● Task statement
Repeat the following lines exactly and nothing else: the line containing "of the hillside" and each line after it through the end of the listing.
───── Provided records
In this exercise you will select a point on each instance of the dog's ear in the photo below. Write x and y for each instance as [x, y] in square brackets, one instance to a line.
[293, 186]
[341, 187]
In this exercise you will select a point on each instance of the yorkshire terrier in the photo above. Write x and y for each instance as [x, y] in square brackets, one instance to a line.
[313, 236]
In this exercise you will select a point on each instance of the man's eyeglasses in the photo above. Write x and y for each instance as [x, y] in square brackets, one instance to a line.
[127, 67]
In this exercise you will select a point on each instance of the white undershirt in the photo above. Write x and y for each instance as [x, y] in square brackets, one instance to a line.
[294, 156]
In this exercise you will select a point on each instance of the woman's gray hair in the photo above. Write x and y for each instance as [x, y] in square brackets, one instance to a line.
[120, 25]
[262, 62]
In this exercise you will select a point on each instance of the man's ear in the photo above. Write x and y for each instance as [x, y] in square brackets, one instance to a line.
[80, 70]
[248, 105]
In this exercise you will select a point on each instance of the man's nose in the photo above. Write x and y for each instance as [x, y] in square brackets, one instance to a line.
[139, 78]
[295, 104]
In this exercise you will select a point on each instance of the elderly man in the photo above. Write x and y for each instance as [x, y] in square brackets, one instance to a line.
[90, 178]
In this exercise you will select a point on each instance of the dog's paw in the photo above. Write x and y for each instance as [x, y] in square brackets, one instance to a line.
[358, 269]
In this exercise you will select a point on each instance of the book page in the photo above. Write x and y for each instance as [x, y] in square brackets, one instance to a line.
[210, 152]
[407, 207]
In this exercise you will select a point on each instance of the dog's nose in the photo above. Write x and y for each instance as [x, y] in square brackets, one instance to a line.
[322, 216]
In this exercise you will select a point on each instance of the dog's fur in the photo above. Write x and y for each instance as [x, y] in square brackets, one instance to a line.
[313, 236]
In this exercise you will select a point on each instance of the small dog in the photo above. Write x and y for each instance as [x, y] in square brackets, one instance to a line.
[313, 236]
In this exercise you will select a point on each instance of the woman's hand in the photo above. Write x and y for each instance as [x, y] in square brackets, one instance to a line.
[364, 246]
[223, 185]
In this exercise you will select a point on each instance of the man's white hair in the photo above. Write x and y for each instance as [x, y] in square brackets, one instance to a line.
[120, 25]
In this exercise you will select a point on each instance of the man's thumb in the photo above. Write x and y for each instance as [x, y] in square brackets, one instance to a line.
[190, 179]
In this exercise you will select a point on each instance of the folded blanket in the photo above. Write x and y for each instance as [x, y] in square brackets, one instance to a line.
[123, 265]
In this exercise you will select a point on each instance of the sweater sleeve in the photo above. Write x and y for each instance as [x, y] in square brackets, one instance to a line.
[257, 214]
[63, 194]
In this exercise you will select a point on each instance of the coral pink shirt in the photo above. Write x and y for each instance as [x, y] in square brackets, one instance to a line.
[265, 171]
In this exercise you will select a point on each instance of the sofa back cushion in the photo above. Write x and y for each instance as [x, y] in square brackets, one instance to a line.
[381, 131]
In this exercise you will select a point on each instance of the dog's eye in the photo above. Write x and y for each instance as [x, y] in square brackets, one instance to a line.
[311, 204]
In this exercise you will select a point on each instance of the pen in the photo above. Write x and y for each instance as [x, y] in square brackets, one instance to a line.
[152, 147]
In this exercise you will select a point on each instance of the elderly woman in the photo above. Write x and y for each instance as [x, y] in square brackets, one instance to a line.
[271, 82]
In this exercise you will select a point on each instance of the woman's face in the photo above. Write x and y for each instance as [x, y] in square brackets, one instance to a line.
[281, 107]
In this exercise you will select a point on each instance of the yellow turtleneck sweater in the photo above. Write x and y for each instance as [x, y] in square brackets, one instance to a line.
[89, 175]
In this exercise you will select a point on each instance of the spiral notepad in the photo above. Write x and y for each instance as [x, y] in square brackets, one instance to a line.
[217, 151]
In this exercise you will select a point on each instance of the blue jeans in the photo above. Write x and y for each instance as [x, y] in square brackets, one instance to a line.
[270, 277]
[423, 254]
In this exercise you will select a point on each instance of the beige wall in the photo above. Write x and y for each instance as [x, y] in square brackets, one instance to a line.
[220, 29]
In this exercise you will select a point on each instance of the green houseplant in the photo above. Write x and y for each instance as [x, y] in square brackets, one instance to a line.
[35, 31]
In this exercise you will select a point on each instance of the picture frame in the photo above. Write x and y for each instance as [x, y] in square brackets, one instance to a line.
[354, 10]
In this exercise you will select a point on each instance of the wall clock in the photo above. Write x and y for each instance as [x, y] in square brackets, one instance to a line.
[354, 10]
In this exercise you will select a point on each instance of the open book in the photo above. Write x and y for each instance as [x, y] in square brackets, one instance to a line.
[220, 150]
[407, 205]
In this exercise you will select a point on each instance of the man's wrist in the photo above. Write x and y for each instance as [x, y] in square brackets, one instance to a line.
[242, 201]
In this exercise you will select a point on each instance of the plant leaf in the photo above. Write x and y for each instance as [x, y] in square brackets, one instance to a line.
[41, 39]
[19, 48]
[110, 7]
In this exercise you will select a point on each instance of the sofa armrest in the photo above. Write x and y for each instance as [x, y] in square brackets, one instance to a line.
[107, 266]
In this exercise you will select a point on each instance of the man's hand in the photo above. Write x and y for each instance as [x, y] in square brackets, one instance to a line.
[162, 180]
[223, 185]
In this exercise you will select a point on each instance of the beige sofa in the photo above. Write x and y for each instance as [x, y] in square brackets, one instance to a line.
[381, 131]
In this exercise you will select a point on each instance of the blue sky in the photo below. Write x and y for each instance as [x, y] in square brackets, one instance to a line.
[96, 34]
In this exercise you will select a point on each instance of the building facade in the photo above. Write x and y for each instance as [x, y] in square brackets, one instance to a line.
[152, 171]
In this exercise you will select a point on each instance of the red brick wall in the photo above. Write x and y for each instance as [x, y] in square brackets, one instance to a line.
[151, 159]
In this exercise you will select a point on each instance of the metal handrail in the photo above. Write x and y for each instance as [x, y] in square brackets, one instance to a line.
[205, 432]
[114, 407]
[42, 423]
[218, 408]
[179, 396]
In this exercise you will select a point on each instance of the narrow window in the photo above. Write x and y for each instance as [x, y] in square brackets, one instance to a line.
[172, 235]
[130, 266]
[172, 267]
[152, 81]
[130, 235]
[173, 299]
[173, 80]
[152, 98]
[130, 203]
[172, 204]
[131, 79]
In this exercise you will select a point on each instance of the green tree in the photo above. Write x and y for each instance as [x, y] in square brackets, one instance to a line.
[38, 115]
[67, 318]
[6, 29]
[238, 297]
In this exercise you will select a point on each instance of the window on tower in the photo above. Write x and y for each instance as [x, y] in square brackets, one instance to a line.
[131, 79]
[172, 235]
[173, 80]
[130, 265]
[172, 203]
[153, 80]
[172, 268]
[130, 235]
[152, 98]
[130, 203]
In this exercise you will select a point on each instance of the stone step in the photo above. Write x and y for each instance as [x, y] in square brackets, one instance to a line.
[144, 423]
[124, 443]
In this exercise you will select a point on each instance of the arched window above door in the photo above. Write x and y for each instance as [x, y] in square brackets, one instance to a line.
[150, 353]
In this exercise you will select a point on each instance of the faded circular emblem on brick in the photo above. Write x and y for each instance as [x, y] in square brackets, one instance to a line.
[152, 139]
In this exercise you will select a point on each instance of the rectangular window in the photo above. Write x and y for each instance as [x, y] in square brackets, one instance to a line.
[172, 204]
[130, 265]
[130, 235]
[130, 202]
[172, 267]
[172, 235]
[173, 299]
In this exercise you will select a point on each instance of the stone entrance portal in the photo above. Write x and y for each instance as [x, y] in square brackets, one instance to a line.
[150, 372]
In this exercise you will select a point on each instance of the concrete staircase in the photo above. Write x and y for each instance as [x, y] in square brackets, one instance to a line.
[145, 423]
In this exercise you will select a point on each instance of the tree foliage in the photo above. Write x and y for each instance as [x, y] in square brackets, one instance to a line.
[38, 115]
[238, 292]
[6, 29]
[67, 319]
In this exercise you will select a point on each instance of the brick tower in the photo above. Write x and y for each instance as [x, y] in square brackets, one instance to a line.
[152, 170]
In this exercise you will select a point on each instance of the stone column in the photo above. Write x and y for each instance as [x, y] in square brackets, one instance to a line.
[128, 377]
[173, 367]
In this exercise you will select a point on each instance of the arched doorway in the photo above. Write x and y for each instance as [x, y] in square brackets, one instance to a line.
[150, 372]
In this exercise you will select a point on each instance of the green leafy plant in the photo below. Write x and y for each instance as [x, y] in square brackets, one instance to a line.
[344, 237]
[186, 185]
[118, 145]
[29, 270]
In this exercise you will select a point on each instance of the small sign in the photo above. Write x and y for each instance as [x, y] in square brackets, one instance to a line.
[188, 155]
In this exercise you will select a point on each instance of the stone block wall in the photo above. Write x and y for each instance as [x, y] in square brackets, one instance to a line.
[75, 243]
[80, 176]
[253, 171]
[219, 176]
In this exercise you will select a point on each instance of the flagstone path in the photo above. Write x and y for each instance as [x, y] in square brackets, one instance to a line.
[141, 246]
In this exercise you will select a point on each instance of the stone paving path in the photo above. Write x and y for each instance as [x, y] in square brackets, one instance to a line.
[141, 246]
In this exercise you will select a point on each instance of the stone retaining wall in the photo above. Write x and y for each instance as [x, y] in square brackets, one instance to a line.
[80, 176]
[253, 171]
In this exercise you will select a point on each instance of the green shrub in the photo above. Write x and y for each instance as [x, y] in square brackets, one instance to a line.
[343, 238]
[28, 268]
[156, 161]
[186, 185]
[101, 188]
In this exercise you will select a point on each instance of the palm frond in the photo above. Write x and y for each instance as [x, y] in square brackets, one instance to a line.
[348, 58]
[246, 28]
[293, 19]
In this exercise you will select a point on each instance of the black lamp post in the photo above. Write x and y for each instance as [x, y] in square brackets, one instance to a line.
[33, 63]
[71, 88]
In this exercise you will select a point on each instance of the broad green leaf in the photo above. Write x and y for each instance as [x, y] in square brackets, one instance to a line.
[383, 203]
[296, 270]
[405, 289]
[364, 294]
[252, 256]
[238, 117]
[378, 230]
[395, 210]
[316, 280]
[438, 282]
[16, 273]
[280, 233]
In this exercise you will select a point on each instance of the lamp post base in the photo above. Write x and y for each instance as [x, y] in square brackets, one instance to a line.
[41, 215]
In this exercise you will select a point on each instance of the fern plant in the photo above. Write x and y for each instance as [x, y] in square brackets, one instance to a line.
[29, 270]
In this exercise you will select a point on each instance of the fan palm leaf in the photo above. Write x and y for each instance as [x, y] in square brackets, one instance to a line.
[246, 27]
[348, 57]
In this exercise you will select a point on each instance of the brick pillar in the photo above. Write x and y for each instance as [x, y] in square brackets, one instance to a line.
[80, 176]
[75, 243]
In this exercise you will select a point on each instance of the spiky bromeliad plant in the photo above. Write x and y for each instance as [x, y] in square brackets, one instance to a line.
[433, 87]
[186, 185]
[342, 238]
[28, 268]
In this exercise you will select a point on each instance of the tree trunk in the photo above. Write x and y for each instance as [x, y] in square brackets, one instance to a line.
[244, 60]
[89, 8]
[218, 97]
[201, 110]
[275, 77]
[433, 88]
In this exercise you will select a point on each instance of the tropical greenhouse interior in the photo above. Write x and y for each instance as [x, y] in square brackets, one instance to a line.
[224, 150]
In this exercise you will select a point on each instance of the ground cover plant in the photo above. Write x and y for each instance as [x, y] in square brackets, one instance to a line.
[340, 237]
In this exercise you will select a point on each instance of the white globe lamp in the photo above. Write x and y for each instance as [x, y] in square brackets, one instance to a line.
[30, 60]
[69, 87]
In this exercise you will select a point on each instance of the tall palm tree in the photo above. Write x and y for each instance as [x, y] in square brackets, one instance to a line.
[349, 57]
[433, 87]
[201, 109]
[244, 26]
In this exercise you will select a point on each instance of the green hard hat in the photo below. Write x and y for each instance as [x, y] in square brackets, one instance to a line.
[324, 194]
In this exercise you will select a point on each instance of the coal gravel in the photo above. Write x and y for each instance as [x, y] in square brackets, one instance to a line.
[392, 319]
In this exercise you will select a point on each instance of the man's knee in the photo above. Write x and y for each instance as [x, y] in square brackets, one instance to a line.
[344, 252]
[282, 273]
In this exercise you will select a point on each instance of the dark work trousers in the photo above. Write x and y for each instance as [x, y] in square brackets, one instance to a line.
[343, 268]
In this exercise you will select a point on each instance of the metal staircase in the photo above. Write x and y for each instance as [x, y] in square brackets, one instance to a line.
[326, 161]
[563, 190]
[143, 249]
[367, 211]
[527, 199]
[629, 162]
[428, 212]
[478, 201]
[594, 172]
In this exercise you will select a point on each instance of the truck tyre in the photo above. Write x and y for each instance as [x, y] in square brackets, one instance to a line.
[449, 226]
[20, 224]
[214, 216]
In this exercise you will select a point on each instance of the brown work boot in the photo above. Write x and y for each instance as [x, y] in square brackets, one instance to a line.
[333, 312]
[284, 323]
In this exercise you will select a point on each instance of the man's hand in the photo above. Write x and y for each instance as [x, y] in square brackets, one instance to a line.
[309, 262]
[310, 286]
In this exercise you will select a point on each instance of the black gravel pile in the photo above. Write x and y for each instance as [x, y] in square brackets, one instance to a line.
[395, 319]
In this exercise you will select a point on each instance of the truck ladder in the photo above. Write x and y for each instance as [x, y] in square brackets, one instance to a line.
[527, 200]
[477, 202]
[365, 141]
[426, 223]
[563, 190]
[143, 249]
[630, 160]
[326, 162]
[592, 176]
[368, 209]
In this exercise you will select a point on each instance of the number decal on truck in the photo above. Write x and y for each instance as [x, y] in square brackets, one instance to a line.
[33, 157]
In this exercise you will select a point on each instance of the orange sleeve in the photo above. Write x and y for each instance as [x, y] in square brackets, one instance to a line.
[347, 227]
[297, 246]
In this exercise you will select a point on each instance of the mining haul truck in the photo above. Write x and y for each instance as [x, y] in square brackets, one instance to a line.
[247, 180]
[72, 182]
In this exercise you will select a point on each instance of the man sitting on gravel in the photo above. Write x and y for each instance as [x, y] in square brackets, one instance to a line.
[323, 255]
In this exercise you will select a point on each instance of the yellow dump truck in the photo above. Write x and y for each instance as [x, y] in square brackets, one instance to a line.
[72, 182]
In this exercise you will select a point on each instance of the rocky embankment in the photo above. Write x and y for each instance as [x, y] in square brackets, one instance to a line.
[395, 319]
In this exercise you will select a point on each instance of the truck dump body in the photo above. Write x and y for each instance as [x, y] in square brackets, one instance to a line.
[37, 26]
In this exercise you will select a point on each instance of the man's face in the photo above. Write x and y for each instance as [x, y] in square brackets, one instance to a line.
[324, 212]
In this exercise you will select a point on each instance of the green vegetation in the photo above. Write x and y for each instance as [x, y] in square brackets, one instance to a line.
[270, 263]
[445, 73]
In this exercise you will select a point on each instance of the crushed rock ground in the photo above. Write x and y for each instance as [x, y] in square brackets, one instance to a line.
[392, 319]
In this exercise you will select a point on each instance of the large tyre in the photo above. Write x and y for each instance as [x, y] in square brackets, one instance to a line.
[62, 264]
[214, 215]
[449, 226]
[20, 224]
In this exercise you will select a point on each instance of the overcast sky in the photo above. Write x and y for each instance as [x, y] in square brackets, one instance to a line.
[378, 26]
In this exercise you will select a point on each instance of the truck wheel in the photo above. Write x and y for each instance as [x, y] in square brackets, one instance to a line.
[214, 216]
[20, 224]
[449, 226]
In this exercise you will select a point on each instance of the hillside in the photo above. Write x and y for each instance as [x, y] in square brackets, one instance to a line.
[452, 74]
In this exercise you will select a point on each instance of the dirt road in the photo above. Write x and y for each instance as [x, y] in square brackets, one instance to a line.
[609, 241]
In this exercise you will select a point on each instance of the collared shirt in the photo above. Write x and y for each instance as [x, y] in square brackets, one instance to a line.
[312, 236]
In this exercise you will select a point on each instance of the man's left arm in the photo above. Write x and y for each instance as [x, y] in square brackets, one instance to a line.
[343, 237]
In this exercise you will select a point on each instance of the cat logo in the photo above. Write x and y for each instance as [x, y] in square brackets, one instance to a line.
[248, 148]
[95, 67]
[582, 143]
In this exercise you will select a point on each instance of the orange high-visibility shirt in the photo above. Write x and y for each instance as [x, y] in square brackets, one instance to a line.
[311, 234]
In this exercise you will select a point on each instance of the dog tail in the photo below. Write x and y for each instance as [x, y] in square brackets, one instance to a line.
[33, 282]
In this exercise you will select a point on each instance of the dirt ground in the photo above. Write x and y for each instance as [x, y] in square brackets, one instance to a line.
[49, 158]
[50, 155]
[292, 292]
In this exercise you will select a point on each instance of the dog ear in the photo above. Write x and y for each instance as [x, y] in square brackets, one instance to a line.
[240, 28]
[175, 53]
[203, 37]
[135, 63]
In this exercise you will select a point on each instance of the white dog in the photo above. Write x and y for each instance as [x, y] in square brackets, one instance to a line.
──────────
● Correct response
In this exercise you will select a point on each instance of the hillside in the photo above. Write x and y for each instance as [x, y] in square brackets, one instance to a line.
[452, 74]
In this exercise you will select a point on each instance of the dirt road in the photo above. Write x and y for each instance as [x, y] in square brackets, one instance to a line.
[609, 241]
In this exercise you will select a point on each instance of the collared shirt in the photo above. Write x and y for each instance as [x, y] in square brackets, one instance to a line.
[312, 236]
In this exercise you will select a point on each instance of the man's left arm in the photo above. Write x and y for each instance as [x, y] in square brackets, one instance to a line.
[343, 237]
In this exercise you will select a point on each instance of the cat logo in the photo above. Write x and y for each instance as [x, y] in square brackets, one instance to a line.
[248, 148]
[95, 67]
[582, 143]
In this exercise you will select a point on each instance of the orange high-visibility shirt in the photo above. Write x and y for each instance as [x, y] in square brackets, one instance to a line.
[311, 234]
In this exercise you will select a point on each instance of the dog tail in the photo below. Write x and y for each instance as [x, y] in square brackets, one instance to a line.
[33, 282]
In this exercise you will select a point on each instance of the dirt ground in the photo above. Write x and y for each instance as [x, y] in square brackets, one instance to a line.
[49, 158]
[50, 155]
[292, 292]
In this exercise you will select a point on each instance of the dog ear in the photo above. Write x and y for each instance as [x, y] in square brackets, one instance to a line.
[240, 28]
[175, 53]
[203, 37]
[135, 63]
In this exercise you will select a point on each instance of the white dog in the photo above. Write x and y for each instance as [x, y] in square brackets, one instance to a line.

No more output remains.